Point-based annotation data
• • • • • • •
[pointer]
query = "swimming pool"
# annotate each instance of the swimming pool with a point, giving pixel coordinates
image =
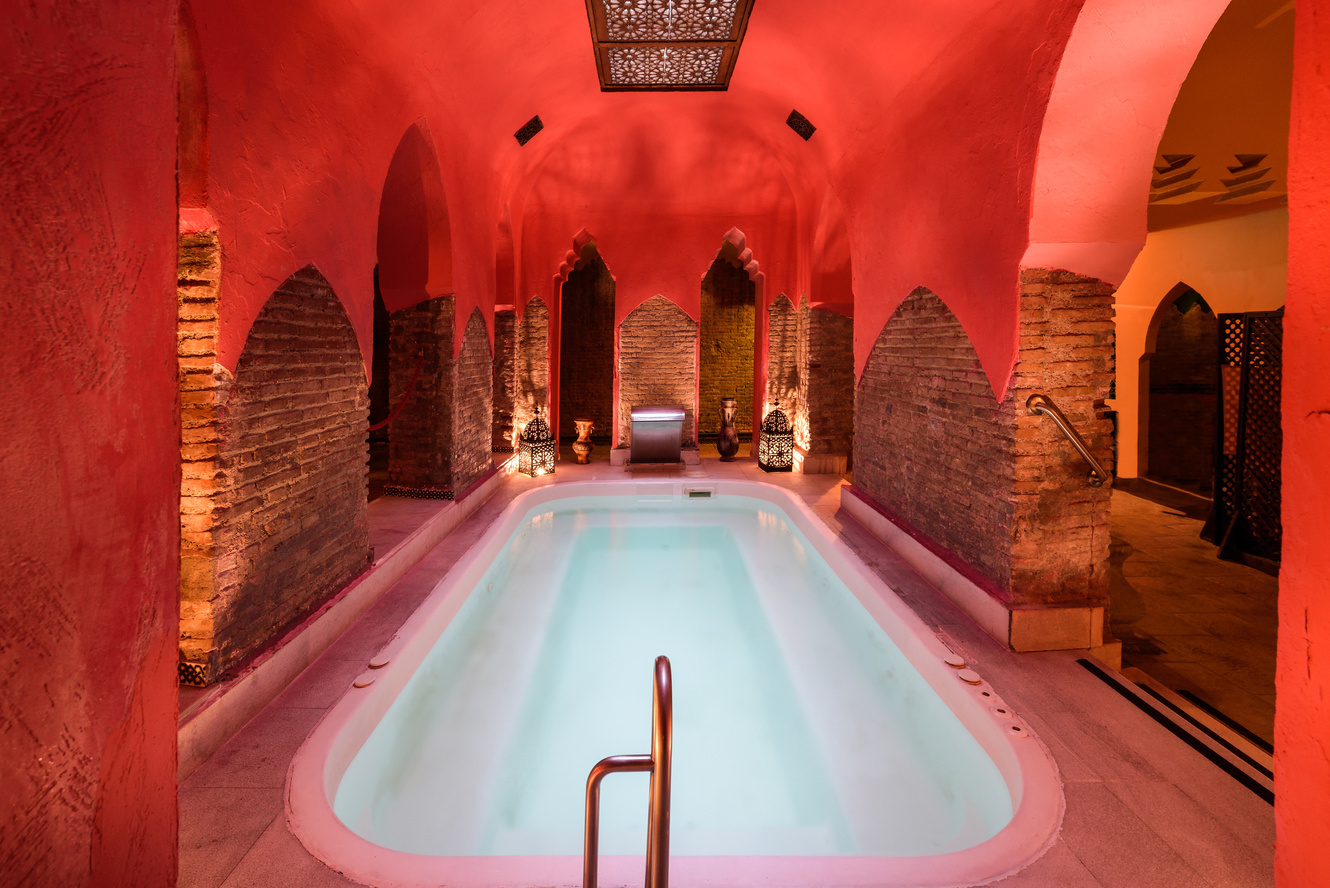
(818, 735)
• • • • • • •
Rewrite all the lines above, changing "swimming pool" to "outdoor pool" and keeping everything else the same. Leave out the pictures.

[pointer]
query = "outdoor pool"
# annotate each instance of the outdoor pool with a point, giving pixel coordinates
image =
(818, 735)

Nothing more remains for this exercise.